> Texto extraído
--------------------

En «La espada y la cruz» la gravitación del pasado se explora a través de una historia de las ideas. ¿Cuál fue la imagen de Hernán Cortés a través del tiempo? ¿Cómo llegó esta imagen al momento de la Independencia y cuál fue su suerte durante el siglo xix? Historiadores y escritores de las diversas «banderías» –como se decía entonces– definían su postura presente a partir de su opinión sobre la Conquista en general, y sobre sus personajes centrales: el propio Cortés, Moctezuma, Cuauhtémoc, la Malinche, Nuño de Guzmán. Y es que la pregunta fue siempre más amplia y compleja: ¿cuál fue la «verdadera historia» de la Conquista? ¿Por qué ocurrió como ocurrió? ¿Era inevitable? Y en el balance final, ¿fue desastrosa, criminal, traumática, providencial, benéfica o evolutiva? Muchas de las historias de la Conquista terminaban con la caída de Tenochtitlan, pero esa periodización, según los historiadores hispanistas, era en sí misma ideológica, porque dejaba de lado «la otra conquista», más dilatada y profunda: la evangelización. La «conquista espiritual», en efecto, fue parte fundamental en la construcción de una nueva sociedad. Esa utopía de educación, tutela y justicia (sobre todo en su vertiente original, franciscana), atravesaría en silencio el siglo xix y cobraría nuevo ímpetu en el siglo xx. Aquel proceso fundacional de la identidad mexicana tuvo la fortuna de contar con un salvador historiográfico: Joaquín García Icazbalceta.

En el cuarto capítulo, «La familia mestiza», la presencia y la gravitación del pasado adoptan la forma de un proceso histórico del que México fue un escenario privilegiado. La convergencia del mestizaje duró en esencia cuatro siglos (aunque sigue siendo un proceso abierto) y se dio en varios ámbitos: el étnico, desde luego, pero sobre todo el cultural. Más que combatirse, los valores materiales, intelectuales, vitales, estéticos, éticos y religiosos de conquistados y conquistadores (aunados a los de la sustancial población negra) tendieron a converger en un mosaico llamado México. Ese mestizaje adoptaba a veces formas ocultas para los propios protagonistas, como fue el caso de Porfirio Díaz, en cuyo estilo personal de gobernar no era difícil discernir elementos del pasado indígena y de la monarquía española. Tan fundamental fue el mestizaje que suscitó la más original y profética interpretación de nuestra historia social, en la pluma de un patriarca de la etnohistoria: Andrés Molina Enríquez.

El capítulo final, «Herencia de Nueva España», explora la presencia del Virreinato en el México independiente. ¿Qué elementos de aquellos tres siglos de dominación (creencias, ideas, instituciones, leyes, costumbres) debía preservar y cuáles debía desechar la nueva nación? ¿Convenía al país el sistema monárquico o la república representativa? ¿Ésta debía ser federalista o centralista? ¿Podía México eludir su puesta al día en la edificación de un Estado de derecho que garantizase las plenas libertades cívicas? ¿Cuál había sido el legado de los sesenta y tres virreyes? ¿Y cuál el de la Iglesia? Estas preguntas atarearon los días y desvelaron las noches de los más distinguidos historiadores durante la primera mitad del siglo xix (Bustamante, Mora, Alamán) hasta desembocar, por desgracia, en la siguiente generación, no en un diálogo civilizado sino en una lucha fratricida: las Guerra de Reforma e Intervención, y –tras el fugaz paréntesis de la República Restaurada– en una extraña «monarquía con ropajes republicanos» que integró la negada herencia virreinal de manera subrepticia, oscura y casi vergonzante: la era de Porfirio Díaz.

--------------------

> Material proporcionado
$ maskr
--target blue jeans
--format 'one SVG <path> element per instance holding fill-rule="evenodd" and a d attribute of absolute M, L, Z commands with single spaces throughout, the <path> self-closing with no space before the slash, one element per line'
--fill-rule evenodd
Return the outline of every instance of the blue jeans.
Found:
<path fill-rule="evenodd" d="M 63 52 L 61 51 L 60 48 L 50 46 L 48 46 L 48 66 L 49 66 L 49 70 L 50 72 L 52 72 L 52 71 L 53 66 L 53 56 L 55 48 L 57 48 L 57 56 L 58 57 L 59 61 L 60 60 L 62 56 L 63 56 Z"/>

--------------------

> Acciones a realizar
1. Según el texto sobre la historiografía mexicana, ¿cuántos siglos duró en esencia la convergencia del mestizaje?
2. Retoma el texto sobre la historiografía mexicana y continúalo a partir de su última oración.
Las filas no hacen falta para nada.

> Las respuestas
1. Cuatro siglos.

2.
En La presencia del pasado la historia no es una fuerza impersonal: tiene caras, sentimientos, pasiones, ideas y creencias. Los personajes se salvan y condenan por las actitudes históricas que adoptan. Leían el pasado con las claves del presente, leían el presente con las claves del pasado. Y en esa lectura les fue la vida. El liberal moderado José Fernando Ramírez pasó del liberalismo al monarquismo, y pagó un altísimo costo por su tránsito; Ignacio Ramírez combatió con odio teológico la herencia hispana y católica; Manuel Orozco y Berra, Ignacio Manuel Altamirano, Vicente Riva Palacio y Justo Sierra (cada quien según su temple y a su manera) terminaron reconciliados con los pasados de México. Abierta o secretamente, los mejores entre ellos –los más serios– introdujeron en su visión liberal la huella profunda del cristianismo en el país (revelada como nadie por García Icazbalceta) y buscaron una síntesis.

¿Convergencia o divergencia? Ésa fue la pregunta del siglo xix. En septiembre de 1910, en las Fiestas del Centenario, la elite rectora creía haber arribado a un dictamen: convergencia, desde luego, pero bajo el esquema evolucionista de la historia liberal, que presa de una ardorosa «fiebre de porvenir» desdeñaba el carácter problemático, irresuelto, insuficientemente discutido, de algunos pasados de México. Dos meses más tarde, esos mismos pasados estallaron en la más trágica de las divergencias: la Revolución.

Jorge Luis Borges nos definió en una línea: «México, país obsedido en la contemplación de la discordia de su pasado». Octavio Paz nos reveló en otra: «Debemos reconciliarnos con el pasado». Este libro participa de ambas: contempla la discordia, aspira a la reconciliación.